▶ _Vorliegender Text_

Den Fehler spucken mir gentoo-sources-2.6.16-r3 nicht aus  :Sad: 

Wäre für jede Hilfe dankbar  :Smile: 

Grüße

Franz

----------

## franzf

Auf der Seite von x.org hab ich zum aktuellen Release folgendes gefunden:

http://ftp.x.org/pub/X11R7.0/doc/html/i8108.html#8

Also: angeblich kein 3D-Support...

Wie geht es dann dass hier manche schon XGL mit diesem Chip laufen haben?!?

Grüße

Franz

----------

## _hephaistos_

helloy,

magst mei xorg.conf haben?

das ganze mit "emerge x11-drm"... im kernel oiso des zeug raus...

ich hab mit glxgears (ich weiß, des sagt nix aus) 10XX FPS... und spiele gehen flüssig (rtcwmp-demo zumindest)

in case of troubles: pm me and lets solve it!

cheers

----------

## franzf

Dankeschön, Hephaistos!

Hab alles (bis auf intel_agp, das braucht x11-drm scheinbar) alles raus...

Leider stehen in der Xorg.0.log immer noch die gleichen Fehler (auch mit deiner xorg.conf):

DRM: Version-Mismatch,

Kein dri,

etc...

▶ _Bereitgestellte Angaben_

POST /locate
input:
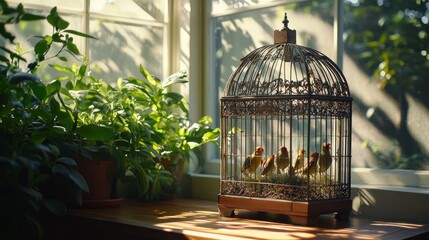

▶ _Gestellte Aufgabe_
Gib aus dem Forentext zu den DRM-Fehlern unter Xorg den Abschnitt von „## _hephaistos_“ bis einschließlich „flüssig (rtcwmp-demo zumindest)“ unverändert aus.

▶ _Ergebnis_
## _hephaistos_

helloy,

magst mei xorg.conf haben?

das ganze mit "emerge x11-drm"... im kernel oiso des zeug raus...

ich hab mit glxgears (ich weiß, des sagt nix aus) 10XX FPS... und spiele gehen flüssig (rtcwmp-demo zumindest)